##### Brano di riferimento #####

Dalle origini del Krav Maga al sistema Krav Magen.
Una storia di adattamento, esperienza sul campo ed evoluzione tecnica, orientata alla sicurezza reale.
Il pragmatismo di Imi Lichtenfeld.
La storia del Krav Maga nasce nell’Europa degli anni Trenta e prende forma come risposta concreta a esigenze reali di difesa. Imi Lichtenfeld comprese presto che gli sport da combattimento regolamentati non bastavano quando il contesto era la strada e il rischio era immediato.
Da questa esperienza maturò un sistema basato su movimenti istintivi, parate essenziali e contrattacchi simultanei, studiati per neutralizzare il pericolo nel minor tempo possibile.

I passaggi fondamentali.
Un percorso storico che dalle intuizioni di Imi Lichtenfeld conduce all’evoluzione del Krav Magen e alla continuità tecnica che arriva fino a oggi.
Nascita dell’approccio
Imi sviluppa i principi pratici della difesa personale in risposta a situazioni reali di aggressione e pericolo.
Applicazione sul campo
Con la nascita dello Stato di Israele, il metodo viene affinato come sistema di addestramento rapido, logico ed efficace per le forze di difesa.

#####

_Compito:_
Le affermazioni 1., 2. e 3. concordano con il brano sulle origini del Krav Maga? Rispondi sì o no a ciascuna, citando testualmente le parole decisive del brano.
1. Il Krav Maga nasce nell'Europa degli anni Trenta.
2. Imi Lichtenfeld riteneva sufficienti gli sport da combattimento regolamentati per difendersi in strada.
3. Con la nascita dello Stato di Israele il metodo viene affinato per le forze di difesa.
Le righe riportate qui sotto non servono.

##### Dati di seguito #####

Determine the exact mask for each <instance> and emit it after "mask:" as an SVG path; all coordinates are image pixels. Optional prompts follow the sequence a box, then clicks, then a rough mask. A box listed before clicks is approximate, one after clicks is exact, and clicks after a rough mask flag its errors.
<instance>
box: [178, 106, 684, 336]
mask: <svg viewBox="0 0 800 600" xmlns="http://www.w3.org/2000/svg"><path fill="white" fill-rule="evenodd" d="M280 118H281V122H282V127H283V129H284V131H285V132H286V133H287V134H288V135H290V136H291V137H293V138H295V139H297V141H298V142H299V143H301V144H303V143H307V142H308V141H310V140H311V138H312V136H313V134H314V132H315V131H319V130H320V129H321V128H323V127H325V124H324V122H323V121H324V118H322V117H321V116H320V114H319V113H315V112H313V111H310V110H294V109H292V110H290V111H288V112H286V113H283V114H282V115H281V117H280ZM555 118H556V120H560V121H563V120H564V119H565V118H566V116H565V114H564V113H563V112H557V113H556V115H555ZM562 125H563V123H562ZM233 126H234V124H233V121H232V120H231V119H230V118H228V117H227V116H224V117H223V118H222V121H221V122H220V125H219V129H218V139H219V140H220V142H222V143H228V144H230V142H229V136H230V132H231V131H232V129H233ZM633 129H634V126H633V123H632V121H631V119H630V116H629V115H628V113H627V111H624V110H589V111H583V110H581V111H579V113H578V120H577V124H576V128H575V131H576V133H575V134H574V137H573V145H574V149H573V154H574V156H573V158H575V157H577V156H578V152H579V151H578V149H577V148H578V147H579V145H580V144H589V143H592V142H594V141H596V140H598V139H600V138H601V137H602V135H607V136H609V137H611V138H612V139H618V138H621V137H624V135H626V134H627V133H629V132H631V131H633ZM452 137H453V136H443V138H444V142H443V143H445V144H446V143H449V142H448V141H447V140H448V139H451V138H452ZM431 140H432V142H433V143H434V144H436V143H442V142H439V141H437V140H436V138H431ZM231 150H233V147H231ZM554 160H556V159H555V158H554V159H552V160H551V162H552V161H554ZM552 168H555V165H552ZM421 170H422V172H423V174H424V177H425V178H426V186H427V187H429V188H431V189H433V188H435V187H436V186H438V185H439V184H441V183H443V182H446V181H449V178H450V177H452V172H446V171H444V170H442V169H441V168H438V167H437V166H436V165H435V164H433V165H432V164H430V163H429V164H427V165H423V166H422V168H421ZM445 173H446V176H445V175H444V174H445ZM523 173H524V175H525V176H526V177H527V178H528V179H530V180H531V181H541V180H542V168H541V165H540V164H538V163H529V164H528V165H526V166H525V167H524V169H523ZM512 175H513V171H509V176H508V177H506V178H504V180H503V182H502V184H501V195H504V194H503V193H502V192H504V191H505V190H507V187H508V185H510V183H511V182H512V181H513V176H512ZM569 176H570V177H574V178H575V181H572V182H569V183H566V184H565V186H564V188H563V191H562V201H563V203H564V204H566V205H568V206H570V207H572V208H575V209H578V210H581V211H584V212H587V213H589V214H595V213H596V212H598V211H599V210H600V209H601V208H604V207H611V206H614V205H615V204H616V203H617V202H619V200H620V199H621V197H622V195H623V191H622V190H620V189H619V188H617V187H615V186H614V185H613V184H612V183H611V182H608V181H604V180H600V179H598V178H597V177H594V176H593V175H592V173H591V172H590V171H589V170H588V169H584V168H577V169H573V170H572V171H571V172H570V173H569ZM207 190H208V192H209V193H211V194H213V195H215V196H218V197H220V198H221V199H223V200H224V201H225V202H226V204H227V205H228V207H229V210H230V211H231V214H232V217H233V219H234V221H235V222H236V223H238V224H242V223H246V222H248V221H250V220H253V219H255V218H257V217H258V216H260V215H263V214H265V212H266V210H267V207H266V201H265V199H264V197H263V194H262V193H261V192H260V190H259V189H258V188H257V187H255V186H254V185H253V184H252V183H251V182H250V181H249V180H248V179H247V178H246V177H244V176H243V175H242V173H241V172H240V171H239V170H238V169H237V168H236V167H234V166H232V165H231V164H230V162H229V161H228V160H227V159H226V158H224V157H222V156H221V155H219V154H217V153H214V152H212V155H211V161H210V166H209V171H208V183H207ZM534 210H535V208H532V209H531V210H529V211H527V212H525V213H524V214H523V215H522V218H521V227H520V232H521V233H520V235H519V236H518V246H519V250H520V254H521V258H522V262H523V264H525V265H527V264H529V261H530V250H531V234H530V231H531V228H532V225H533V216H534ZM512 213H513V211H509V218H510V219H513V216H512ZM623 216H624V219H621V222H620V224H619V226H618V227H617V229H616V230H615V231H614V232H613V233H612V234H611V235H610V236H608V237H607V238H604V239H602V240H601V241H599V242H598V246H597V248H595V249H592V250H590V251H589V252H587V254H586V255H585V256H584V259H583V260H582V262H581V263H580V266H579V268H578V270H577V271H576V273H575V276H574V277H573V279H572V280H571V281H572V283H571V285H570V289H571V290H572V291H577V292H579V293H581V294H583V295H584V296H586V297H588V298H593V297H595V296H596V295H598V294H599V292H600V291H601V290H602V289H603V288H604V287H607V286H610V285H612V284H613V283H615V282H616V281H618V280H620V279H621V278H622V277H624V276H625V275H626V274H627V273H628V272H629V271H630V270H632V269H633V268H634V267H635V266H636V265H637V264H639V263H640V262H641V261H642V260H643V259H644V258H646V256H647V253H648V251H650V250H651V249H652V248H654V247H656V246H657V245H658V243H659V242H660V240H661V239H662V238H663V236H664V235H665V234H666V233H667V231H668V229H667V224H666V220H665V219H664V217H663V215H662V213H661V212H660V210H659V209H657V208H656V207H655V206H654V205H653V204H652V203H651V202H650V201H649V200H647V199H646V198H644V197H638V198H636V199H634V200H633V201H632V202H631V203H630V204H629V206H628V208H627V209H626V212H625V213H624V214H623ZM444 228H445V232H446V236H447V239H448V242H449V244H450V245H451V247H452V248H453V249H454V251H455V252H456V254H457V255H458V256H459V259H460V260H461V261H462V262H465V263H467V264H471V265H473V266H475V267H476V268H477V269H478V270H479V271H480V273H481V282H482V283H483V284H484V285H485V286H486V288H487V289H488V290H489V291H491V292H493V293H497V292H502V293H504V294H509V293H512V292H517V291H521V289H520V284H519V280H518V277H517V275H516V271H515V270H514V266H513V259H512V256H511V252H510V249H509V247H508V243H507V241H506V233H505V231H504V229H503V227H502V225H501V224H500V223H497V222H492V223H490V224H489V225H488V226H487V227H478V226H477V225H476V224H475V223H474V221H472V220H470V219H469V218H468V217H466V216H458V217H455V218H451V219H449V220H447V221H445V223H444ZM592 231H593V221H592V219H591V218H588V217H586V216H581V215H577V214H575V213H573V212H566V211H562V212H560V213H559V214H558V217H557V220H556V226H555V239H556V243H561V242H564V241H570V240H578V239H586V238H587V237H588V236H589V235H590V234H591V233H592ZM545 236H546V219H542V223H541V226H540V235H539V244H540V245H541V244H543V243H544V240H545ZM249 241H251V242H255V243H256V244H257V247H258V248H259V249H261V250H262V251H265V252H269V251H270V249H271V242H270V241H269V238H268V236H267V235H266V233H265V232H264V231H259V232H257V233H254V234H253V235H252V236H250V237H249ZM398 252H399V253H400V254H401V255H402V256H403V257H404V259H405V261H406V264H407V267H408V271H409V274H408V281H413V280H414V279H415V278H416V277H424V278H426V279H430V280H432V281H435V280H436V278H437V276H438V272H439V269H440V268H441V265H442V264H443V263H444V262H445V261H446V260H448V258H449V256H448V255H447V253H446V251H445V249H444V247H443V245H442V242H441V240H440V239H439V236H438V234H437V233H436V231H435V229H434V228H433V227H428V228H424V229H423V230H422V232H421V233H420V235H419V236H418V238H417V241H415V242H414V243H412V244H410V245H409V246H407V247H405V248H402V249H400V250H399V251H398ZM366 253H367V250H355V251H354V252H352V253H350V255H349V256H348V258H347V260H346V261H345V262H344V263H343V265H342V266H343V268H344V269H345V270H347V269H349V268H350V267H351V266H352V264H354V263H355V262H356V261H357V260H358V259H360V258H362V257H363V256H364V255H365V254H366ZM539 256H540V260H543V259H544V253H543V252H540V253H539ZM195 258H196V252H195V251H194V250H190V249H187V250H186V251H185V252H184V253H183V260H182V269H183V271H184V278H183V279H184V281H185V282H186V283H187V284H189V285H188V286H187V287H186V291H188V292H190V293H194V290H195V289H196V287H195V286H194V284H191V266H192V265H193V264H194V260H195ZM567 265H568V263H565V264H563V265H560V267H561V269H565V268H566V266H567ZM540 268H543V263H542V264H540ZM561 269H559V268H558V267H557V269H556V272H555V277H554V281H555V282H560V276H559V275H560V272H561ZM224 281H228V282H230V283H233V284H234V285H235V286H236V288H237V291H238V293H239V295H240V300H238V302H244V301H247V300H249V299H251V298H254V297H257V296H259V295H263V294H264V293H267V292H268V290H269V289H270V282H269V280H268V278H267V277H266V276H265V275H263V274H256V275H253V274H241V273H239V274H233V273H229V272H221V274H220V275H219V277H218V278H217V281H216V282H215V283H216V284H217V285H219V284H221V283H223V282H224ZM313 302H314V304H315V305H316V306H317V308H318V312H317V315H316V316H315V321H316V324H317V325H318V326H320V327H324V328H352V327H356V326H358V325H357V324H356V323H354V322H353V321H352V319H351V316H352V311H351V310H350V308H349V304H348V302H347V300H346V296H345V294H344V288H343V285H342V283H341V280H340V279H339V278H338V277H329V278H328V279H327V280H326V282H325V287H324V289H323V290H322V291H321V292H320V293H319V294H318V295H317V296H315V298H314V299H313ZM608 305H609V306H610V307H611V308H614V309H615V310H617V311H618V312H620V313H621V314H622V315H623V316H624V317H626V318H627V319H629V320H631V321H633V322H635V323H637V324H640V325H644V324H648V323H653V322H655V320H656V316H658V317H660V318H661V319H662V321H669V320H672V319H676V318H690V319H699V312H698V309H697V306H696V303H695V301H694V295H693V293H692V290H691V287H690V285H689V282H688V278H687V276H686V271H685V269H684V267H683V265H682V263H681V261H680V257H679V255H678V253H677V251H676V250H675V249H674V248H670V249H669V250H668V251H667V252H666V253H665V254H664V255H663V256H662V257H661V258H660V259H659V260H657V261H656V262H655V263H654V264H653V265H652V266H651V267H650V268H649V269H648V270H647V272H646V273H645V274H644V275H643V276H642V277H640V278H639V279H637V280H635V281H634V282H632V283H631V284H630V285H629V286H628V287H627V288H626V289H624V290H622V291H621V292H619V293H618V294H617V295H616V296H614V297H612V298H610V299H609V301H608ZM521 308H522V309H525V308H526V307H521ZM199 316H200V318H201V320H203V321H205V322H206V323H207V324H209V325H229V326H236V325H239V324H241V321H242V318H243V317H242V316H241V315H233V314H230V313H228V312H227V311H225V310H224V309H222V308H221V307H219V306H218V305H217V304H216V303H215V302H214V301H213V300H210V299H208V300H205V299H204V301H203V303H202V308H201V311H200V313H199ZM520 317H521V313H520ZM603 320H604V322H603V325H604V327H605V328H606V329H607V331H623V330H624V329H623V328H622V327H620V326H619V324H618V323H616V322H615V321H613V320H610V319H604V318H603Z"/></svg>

#####

_Risposta:_
1. Sì: «La storia del Krav Maga nasce nell’Europa degli anni Trenta».
2. No: «gli sport da combattimento regolamentati non bastavano quando il contesto era la strada e il rischio era immediato».
3. Sì: «Con la nascita dello Stato di Israele, il metodo viene affinato come sistema di addestramento rapido, logico ed efficace per le forze di difesa».